Page text:
[BEGIN]
Absolute Return in Emerging Markets

Schroder Absolute Return EMD and Currency Fund

Q: How has the fund evolved since inception and how does it differ from its peers?

Schroders launched its emerging-market debt Absolute Return business in 1995, and the current team has managed the current Absolute Return Strategy since late 1998. The fund’s two primary goals have always been to avoid losing money in any rolling 12-month period and to maximizing returns. That sets us apart from nearly all other EMD funds. Most EMD funds follow a benchmark; few target positive absolute returns regardless of the market environment. 

We manage just under $4 billion in total in this strategy. We can invest in both external and local currency debt, as well as local currencies in one active strategy. Following our in-depth country analysis, we actively allocate to carefully selected countries within our broad investment universe of over 50 countries, across a range of different securities that we believe will offer the best risk-adjusted returns.

EMD is frequently subject to high levels of volatility and crises. These events can often wipe out the gains made during the good years. Thanks to a flexible and active approach to country and instrument selection, as well as a focus on preserving capital, we provide long term consistency along with low volatility. We have a low correlation to global bonds, global equities, and to the many standard indices that represent our asset class. 

Q: What is your investment process?

We have historically generated a gross rate of return of about 8.5%, with a volatility of about 6% or 7%. Our investment approach is fundamentally driven. The team has developed a unique investment process, designed specifically for Absolute Return investing in the EMD universe. Our research process is the primary source of ideas for investments. Country analysis forms the core of the investment process and is the main source of return generation. When analyzing single countries, four types of analysis are applied to each country. Fundamental research is complimented by use of three other three key pillars of analysis undertaken: quantitative, technical and sentiment analysis. 

The fund’s two primary goals have always been to avoid losing money in any rolling 12-month period and to maximizing returns. That sets us apart from nearly all other EMD funds.
[END]
Excerpted data:
[BEGIN]
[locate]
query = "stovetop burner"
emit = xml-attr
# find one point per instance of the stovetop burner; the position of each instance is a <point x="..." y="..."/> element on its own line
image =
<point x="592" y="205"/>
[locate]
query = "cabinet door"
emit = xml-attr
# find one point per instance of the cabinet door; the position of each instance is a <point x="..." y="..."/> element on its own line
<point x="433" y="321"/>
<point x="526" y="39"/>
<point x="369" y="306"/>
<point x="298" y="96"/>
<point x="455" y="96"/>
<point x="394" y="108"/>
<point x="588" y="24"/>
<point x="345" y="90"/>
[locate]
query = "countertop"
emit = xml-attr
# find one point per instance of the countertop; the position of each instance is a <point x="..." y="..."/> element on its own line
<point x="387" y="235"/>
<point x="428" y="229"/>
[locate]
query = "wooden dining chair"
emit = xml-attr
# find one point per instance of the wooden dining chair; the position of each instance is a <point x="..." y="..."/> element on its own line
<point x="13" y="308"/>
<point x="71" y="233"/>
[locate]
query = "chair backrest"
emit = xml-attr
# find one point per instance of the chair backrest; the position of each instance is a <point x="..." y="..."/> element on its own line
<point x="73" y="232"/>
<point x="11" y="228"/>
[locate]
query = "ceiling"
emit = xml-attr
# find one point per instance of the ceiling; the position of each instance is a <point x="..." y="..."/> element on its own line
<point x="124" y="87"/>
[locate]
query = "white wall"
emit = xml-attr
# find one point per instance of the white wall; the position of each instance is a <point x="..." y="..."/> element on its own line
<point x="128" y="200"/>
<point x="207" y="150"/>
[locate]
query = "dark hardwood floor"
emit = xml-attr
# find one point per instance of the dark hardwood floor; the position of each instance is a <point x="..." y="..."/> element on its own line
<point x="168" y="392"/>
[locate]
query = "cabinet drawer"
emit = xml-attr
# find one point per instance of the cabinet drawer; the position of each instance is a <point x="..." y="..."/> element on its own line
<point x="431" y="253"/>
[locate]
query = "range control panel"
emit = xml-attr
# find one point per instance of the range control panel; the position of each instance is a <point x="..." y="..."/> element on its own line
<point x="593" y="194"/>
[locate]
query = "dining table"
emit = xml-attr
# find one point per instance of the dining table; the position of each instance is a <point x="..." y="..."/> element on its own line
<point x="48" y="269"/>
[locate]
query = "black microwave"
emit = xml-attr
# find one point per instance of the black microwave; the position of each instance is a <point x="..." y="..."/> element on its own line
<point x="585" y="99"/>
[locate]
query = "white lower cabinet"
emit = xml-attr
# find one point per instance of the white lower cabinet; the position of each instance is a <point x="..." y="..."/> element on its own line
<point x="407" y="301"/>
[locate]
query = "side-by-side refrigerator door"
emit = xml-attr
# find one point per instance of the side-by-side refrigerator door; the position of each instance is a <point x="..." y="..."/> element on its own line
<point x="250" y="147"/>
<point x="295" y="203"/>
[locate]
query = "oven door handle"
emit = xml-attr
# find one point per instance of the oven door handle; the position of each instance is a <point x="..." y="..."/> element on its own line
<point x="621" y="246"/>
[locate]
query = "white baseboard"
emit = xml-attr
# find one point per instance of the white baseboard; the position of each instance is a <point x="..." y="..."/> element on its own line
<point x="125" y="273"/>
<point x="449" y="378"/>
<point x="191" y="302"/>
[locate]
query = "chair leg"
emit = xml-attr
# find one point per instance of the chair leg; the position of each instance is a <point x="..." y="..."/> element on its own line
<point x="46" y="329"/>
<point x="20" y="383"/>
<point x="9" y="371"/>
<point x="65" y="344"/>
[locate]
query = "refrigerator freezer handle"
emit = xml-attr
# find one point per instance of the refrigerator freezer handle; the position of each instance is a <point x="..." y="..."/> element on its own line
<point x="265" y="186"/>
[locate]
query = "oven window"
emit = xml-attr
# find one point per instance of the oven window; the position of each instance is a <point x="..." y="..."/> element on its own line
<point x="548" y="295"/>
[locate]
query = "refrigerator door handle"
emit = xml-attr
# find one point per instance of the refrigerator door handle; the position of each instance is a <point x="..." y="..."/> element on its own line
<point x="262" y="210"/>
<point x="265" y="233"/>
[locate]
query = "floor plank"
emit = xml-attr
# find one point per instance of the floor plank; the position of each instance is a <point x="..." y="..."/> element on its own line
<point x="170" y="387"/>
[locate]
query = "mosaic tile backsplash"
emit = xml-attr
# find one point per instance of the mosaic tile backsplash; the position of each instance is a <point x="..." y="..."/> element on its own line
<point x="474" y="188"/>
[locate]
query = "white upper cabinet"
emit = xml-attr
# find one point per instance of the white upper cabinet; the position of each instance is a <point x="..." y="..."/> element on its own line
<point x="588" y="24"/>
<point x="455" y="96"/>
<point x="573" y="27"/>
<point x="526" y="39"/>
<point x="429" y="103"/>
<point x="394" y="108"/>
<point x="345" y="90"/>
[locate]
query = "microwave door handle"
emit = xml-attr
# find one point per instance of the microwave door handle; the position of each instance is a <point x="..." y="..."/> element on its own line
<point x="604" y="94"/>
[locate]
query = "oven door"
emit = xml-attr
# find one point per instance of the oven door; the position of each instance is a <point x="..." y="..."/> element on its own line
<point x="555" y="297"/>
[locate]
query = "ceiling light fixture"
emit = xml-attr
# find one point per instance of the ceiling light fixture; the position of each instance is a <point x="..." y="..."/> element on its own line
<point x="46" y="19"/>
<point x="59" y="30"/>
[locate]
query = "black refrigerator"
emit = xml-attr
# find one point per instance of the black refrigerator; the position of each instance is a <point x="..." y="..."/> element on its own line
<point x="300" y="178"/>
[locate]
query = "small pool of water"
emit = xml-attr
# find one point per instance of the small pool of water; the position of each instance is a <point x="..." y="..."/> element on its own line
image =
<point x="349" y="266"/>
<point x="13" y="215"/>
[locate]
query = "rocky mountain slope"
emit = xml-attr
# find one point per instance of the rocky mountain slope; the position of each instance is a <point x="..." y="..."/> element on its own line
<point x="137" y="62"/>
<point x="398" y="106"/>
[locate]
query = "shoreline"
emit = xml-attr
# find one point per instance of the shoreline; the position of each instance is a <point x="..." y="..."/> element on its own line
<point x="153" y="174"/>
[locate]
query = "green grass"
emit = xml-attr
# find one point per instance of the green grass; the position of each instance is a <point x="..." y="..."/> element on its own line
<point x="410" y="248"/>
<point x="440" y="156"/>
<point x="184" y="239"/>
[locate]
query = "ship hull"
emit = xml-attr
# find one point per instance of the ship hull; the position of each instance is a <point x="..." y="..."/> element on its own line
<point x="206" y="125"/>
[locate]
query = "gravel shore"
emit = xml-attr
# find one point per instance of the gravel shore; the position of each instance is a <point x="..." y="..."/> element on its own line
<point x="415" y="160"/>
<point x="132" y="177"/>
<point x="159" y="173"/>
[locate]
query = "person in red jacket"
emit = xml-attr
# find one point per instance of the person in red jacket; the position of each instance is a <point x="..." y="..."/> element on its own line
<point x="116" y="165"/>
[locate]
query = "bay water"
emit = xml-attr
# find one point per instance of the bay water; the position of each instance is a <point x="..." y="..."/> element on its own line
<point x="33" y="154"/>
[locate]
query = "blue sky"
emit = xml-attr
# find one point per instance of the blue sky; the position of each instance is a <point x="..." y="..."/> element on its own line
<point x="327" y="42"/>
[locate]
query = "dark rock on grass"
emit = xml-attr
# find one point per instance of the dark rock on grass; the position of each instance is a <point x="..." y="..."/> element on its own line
[END]
Do this:
Pick up the Schroder Absolute Return EMD and Currency Fund interview after its final sentence and carry it forward.

The response:
Within each country, we can buy the currency itself, local government bonds issued in local currency and subject to local interest rates of varying durations—everything from a one-year bond all the way up to a 30-year bond—and external debt, typically issued in dollars but sometimes in euros. 

Once we find a country we like, we decide what to buy from among these three investments. We employ this flexibility on a country-by-country basis, which also sets us apart, as other EMD funds typically focus on just one sector, which we do not find optimal over the long term. The freedom and flexibility to avoid poorly performing countries will, as it has been in the past, be as much a benefit to performance as the ability to focus on attractive opportunities. 

Q: Would you give an example to illustrate your approach?

As an example of our strategy’s flexibility, if interest rates are expected to rise in a favored country the currency may become interesting as a potential investment. However, if interest rates are anticipated to fall, we can consider long-duration local bonds and maybe fully or partially hedge the currency. In today’s post-crisis investing environment, we might want a combination of investments and avoid countries still experiencing hangover effects from the recent crisis.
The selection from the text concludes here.